Record list >>
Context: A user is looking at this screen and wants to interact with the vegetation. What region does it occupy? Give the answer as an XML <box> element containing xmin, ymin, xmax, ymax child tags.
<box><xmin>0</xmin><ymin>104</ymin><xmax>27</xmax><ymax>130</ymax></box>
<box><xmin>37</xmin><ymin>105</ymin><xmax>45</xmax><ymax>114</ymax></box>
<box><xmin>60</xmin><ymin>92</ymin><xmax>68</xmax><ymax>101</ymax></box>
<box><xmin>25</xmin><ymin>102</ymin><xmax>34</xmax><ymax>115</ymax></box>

What is being asked >>
Recast the material above as a JSON list of strings, with one string for each line and blank lines omitted.

Full output >>
[
  "Context: A user is looking at this screen and wants to interact with the vegetation. What region does it occupy? Give the answer as an XML <box> element containing xmin, ymin, xmax, ymax child tags.",
  "<box><xmin>0</xmin><ymin>104</ymin><xmax>27</xmax><ymax>130</ymax></box>",
  "<box><xmin>37</xmin><ymin>105</ymin><xmax>45</xmax><ymax>114</ymax></box>",
  "<box><xmin>60</xmin><ymin>92</ymin><xmax>68</xmax><ymax>101</ymax></box>",
  "<box><xmin>25</xmin><ymin>102</ymin><xmax>34</xmax><ymax>115</ymax></box>"
]